TASK PROMPT.
Taking the line with "Wanted = one point per instance of the sunlit" as the first and the line with "Wanted = one point per instance of the red rock" as the last, set down exactly every line in that range from the entries below, and no more.

☆ ☆ ☆ ☆ ☆ ☆ ☆

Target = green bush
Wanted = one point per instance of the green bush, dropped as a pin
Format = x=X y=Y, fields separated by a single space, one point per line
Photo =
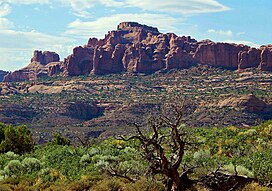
x=18 y=140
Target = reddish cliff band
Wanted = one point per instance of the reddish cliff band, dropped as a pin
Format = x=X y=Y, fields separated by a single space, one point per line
x=139 y=48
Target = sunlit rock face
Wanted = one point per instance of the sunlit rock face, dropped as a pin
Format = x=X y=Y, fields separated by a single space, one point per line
x=138 y=48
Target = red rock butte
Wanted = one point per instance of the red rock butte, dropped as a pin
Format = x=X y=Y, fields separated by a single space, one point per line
x=139 y=48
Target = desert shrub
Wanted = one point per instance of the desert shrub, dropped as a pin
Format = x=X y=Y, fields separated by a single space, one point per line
x=241 y=170
x=58 y=139
x=5 y=188
x=13 y=168
x=144 y=184
x=112 y=184
x=86 y=158
x=31 y=164
x=18 y=140
x=254 y=187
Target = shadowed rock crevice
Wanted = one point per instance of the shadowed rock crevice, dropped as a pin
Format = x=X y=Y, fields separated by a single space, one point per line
x=137 y=48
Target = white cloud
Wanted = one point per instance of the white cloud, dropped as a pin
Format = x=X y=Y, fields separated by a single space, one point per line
x=102 y=25
x=5 y=9
x=227 y=33
x=26 y=2
x=17 y=47
x=80 y=7
x=179 y=6
x=5 y=23
x=245 y=42
x=240 y=33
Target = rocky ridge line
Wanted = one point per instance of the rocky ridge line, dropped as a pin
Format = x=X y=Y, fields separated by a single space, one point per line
x=139 y=48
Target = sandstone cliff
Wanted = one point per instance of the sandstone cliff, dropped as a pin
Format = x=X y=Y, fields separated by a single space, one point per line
x=139 y=48
x=2 y=74
x=42 y=64
x=142 y=49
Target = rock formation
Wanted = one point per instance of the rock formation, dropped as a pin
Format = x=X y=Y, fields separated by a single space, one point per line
x=2 y=74
x=266 y=58
x=248 y=103
x=139 y=48
x=45 y=57
x=42 y=64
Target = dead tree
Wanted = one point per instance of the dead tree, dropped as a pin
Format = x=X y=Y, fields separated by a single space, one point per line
x=164 y=144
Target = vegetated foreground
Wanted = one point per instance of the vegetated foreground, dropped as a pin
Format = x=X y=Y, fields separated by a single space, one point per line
x=102 y=105
x=213 y=159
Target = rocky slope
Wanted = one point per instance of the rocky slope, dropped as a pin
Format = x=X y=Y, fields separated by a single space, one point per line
x=2 y=74
x=139 y=48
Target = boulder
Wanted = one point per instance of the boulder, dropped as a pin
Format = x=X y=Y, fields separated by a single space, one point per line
x=38 y=68
x=249 y=59
x=219 y=54
x=45 y=57
x=266 y=58
x=80 y=62
x=2 y=74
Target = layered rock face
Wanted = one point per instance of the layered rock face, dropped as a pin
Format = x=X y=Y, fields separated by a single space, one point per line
x=45 y=57
x=2 y=74
x=266 y=58
x=143 y=49
x=42 y=64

☆ ☆ ☆ ☆ ☆ ☆ ☆

OUTPUT OF THE TASK.
Wanted = one point per instance of the sunlit rock face, dropped as a pin
Format = x=X y=Y, fields separated by a single space, one point per line
x=138 y=48
Target = red rock butte
Wanted = one point per instance of the red rock butte, dropped as a pin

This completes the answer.